Exercise set:
1) According to the castle history passage, on what date were the two saints canonized?
2) Write the next part of the castle history passage, picking up after its final sentence.

A tower near the entrance to the castle complex, the Bell Tower, is where the two saints were imprisoned before their execution. They were canonized on 19 May 1935, and jointly remembered on 22 June, the date of St John Fisher’s execution. There is a monument on the lawn outside the church marking a second execution site, used when the monarch wanted to avoid a public scene at the scaffold on Tower Hill. Henry VIII used the site both times he executed a wife – Anne Boleyn in 1536 and Catherine Howard in 1541. They too were buried in the crypt of the chapel.
Most tragic of all the many victims here are the young Princes in the Tower, killed for reasons of power rather than faith. Their uncle King Richard III wanted to rule in their stead and has often been blamed for their murders. An exhibition in the Bloody Tower presents the known evidence. Edward and Richard were 13 and 10 years old when they vanished in 1483. The skeletons of two boys were discovered in 1674, buried secretly under a staircase in the castle, and moved to Westminster Abbey. An attempt to examine these bones was made in 1933, but they were too decayed to offer any insight.

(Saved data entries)
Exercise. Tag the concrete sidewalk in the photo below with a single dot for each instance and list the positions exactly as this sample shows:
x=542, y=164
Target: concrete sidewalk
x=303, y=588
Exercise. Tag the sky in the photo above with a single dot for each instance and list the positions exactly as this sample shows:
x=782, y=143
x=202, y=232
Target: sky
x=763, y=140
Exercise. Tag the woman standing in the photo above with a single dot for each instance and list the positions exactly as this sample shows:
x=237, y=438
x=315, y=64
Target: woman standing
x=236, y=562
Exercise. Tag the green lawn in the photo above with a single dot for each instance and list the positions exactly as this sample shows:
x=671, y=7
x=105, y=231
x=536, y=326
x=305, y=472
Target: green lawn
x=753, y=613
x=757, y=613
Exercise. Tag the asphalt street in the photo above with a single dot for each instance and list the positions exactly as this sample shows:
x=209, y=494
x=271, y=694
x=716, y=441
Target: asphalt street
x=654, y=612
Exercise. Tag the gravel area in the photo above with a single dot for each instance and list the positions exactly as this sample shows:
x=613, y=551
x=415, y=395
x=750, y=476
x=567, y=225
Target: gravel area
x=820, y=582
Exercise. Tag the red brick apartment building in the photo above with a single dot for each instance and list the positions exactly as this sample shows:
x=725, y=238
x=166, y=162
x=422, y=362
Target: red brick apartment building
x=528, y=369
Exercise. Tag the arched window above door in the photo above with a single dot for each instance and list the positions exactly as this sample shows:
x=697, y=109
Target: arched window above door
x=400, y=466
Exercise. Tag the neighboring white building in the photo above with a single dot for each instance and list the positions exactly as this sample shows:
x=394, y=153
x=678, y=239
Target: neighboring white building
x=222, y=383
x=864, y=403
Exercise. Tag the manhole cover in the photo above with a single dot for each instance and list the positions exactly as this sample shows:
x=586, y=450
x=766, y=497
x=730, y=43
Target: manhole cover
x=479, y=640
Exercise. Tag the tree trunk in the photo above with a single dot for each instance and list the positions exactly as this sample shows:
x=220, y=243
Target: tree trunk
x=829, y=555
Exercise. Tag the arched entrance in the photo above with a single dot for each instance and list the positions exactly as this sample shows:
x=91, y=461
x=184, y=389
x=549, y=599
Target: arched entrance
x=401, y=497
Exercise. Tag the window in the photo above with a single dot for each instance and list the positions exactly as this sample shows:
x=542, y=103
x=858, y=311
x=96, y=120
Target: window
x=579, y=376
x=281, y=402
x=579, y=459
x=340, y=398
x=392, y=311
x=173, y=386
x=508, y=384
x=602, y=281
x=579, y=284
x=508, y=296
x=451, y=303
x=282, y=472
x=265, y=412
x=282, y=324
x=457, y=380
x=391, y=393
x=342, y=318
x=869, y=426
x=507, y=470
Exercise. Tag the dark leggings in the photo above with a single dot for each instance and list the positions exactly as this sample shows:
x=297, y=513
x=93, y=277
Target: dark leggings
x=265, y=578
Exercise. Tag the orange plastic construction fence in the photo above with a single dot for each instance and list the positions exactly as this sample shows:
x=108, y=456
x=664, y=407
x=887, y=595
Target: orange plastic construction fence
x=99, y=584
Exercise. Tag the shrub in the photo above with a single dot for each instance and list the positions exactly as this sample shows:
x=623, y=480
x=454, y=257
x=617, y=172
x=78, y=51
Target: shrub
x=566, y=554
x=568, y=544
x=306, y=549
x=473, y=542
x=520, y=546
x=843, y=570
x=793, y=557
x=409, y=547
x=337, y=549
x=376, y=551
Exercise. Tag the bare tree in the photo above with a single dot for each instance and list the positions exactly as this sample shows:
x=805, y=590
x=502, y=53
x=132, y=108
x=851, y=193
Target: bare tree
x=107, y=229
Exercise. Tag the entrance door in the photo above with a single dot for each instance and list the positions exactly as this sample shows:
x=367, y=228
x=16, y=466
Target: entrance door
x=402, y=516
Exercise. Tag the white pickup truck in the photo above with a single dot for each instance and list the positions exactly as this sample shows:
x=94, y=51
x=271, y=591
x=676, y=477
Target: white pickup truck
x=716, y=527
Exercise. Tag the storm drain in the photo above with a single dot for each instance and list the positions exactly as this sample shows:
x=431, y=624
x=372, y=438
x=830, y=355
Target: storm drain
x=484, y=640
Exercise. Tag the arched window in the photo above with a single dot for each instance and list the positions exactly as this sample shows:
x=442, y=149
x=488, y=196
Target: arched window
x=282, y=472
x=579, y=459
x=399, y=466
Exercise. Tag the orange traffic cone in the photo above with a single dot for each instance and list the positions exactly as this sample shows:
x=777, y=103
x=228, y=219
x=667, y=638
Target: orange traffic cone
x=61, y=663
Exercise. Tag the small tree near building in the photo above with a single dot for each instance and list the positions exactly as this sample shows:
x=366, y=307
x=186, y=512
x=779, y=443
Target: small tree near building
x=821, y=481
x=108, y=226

Written answers:
1) They were canonized on 19 May 1935.

2)
Tower of London, Tower Hill, City of London EC3N 4DT
www.thechapelsroyalhmtoweroflondon.org.uk
W3W: latter.trials.stem
GPS: 51.5080N 0.0785W
Tower
W3W: sizes.pencil.grape
GPS: 51.5097N 0.0780W memorial
All Hallows by the Tower, Byward Street, London EC3R 5BJ
W3W: react.jazzy.nods
GPS: 51.5095N 0.0794W
Tower Hill London Underground station 100m
Directions
The tower, church and execution site are within 200m of each other. The execution memorial is not immediately obvious (see photo opposite); it is on the other side of the road from the Tower of London, 20m from the prominent war memorial set up to honour sailors of the merchant navy.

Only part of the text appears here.